Work to do - Please find each line below that contains the string "vanity" and copy it out. Case counts when matching.
--- Start Material for this exercise ---
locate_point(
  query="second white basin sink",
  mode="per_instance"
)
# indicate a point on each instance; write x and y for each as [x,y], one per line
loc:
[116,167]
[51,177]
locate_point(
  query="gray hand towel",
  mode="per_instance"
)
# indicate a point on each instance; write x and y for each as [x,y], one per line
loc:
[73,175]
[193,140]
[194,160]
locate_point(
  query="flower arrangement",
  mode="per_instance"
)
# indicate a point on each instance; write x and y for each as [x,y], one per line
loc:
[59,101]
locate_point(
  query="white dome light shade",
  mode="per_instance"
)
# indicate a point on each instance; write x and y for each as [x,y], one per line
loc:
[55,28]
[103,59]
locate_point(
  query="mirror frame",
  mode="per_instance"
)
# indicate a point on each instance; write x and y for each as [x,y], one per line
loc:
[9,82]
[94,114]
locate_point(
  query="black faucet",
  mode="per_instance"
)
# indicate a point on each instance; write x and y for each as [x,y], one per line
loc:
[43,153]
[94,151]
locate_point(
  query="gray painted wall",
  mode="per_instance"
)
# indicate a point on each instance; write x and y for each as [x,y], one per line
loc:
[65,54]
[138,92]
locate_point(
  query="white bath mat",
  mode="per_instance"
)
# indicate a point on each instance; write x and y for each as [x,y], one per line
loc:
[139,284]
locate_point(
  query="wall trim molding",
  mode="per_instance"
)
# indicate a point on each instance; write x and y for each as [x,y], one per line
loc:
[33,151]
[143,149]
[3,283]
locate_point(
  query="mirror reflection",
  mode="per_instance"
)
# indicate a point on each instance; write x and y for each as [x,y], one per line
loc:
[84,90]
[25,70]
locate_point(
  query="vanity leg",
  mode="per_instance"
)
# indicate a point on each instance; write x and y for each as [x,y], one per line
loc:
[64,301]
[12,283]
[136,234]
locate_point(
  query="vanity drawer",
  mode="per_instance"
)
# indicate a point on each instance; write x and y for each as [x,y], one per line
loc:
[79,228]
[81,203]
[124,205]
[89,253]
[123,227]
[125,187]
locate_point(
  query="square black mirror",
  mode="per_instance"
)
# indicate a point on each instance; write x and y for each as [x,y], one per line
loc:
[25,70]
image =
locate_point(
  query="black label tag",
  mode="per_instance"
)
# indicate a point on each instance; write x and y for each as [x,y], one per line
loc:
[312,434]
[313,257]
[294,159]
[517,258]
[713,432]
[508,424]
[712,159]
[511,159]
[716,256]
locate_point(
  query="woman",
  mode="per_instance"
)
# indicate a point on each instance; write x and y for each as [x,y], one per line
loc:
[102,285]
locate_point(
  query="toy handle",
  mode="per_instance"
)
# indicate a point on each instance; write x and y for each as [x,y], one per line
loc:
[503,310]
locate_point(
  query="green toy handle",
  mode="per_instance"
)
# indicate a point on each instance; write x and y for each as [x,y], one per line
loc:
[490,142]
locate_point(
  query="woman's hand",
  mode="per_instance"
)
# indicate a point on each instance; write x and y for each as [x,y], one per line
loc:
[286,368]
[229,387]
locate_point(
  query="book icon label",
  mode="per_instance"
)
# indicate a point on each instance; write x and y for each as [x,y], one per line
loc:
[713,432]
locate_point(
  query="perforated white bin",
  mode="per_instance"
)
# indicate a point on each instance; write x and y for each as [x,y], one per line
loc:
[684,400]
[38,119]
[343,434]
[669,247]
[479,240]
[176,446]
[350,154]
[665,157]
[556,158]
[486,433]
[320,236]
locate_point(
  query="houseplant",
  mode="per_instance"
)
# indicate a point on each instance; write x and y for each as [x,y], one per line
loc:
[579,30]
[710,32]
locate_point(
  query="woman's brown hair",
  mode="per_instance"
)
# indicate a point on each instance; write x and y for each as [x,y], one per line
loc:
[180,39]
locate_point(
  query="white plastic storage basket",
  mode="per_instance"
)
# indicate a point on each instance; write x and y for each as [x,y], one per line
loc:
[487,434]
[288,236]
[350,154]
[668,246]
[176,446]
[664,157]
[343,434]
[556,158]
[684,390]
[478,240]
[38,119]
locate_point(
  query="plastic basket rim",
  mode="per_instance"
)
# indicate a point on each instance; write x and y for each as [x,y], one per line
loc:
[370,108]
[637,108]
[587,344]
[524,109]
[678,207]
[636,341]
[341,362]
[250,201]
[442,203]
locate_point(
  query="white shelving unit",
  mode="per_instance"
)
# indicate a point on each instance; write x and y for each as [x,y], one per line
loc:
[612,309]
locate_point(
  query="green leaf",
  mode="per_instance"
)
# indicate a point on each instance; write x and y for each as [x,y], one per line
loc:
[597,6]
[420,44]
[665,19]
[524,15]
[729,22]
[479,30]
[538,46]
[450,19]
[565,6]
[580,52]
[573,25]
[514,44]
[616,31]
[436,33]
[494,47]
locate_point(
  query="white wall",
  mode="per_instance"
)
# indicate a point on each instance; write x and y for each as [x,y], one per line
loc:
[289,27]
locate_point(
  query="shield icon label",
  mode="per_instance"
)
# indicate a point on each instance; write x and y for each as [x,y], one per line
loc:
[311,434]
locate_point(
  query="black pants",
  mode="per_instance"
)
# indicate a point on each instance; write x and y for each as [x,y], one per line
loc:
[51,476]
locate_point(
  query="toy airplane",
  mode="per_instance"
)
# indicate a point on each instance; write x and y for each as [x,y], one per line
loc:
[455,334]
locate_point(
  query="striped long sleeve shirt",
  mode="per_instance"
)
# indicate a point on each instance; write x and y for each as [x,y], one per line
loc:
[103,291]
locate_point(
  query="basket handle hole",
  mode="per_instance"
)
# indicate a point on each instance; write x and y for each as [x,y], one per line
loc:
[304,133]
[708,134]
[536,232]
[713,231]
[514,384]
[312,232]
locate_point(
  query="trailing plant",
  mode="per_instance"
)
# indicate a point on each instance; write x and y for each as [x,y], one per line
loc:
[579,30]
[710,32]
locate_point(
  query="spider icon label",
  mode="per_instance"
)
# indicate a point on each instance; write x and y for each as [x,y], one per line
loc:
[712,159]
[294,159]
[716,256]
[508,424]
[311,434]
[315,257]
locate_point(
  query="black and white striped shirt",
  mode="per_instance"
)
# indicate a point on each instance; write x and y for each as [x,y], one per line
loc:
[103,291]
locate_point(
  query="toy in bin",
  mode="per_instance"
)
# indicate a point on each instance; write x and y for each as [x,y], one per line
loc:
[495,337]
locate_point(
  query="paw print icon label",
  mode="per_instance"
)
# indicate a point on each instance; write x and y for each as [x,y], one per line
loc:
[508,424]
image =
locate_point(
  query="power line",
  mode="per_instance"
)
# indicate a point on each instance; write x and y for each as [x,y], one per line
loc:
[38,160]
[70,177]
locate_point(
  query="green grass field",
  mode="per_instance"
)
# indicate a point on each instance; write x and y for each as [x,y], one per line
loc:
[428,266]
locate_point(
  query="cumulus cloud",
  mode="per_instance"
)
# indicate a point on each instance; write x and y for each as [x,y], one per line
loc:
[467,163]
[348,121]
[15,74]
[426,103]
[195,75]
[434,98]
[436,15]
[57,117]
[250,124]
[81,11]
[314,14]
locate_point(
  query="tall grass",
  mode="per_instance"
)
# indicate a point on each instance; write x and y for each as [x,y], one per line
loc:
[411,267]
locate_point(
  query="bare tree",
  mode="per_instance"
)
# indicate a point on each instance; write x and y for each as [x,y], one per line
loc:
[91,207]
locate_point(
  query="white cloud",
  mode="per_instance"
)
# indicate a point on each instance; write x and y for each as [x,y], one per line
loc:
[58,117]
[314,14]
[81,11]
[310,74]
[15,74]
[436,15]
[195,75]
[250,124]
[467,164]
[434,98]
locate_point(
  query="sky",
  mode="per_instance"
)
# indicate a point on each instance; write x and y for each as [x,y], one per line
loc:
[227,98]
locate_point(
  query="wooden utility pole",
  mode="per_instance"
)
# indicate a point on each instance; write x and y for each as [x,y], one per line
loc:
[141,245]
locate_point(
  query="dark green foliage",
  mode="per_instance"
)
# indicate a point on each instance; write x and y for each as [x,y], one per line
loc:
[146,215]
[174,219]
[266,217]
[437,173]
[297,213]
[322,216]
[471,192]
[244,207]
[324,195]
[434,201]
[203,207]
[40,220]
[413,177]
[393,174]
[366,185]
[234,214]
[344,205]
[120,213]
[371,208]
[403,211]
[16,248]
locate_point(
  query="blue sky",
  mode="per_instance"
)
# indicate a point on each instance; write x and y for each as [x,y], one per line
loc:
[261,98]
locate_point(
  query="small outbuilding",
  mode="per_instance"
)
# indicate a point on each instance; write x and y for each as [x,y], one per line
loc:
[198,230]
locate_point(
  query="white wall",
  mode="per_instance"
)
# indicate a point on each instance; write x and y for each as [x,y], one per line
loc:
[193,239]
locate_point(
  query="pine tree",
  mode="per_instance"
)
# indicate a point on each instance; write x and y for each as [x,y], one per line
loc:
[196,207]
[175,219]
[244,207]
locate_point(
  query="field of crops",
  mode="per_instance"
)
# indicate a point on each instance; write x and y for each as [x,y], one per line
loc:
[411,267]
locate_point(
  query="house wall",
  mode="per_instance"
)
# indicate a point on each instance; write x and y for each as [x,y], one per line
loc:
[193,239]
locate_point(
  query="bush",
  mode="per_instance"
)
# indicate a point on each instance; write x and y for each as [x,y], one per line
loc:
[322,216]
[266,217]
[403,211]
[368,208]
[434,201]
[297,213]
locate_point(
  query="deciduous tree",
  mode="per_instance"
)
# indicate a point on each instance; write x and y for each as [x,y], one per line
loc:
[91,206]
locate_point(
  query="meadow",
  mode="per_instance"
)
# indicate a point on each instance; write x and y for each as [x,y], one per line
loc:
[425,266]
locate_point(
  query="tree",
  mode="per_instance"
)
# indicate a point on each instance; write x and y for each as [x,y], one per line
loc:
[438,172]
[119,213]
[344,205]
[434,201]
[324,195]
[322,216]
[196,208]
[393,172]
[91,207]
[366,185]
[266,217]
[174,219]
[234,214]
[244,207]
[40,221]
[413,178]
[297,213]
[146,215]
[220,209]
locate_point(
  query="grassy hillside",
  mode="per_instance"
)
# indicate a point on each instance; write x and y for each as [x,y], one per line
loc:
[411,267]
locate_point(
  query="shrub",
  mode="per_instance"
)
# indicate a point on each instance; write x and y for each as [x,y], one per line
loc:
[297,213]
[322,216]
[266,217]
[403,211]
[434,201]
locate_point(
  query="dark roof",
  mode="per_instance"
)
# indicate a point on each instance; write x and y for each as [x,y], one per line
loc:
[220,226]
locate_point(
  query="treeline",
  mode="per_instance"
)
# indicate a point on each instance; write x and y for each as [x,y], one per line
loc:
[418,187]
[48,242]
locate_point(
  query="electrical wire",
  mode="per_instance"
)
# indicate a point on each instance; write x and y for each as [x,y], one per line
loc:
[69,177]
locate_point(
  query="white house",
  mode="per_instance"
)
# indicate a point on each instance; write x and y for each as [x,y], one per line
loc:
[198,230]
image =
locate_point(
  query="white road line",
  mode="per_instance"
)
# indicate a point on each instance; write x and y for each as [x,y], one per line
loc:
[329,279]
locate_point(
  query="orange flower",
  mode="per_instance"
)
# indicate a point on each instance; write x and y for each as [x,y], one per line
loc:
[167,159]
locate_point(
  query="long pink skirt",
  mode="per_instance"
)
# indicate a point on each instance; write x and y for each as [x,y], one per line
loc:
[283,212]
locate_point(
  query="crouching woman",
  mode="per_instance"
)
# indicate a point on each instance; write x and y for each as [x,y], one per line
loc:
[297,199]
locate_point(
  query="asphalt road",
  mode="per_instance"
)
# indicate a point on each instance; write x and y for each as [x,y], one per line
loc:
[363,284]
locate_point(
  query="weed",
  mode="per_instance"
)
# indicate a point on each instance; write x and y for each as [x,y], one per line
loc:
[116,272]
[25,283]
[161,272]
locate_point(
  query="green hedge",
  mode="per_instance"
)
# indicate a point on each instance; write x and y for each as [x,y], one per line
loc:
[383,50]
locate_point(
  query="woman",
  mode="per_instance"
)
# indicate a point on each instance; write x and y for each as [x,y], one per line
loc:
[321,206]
--- End Material for this exercise ---
Task solution -
  query="vanity leg",
  query="vanity drawer",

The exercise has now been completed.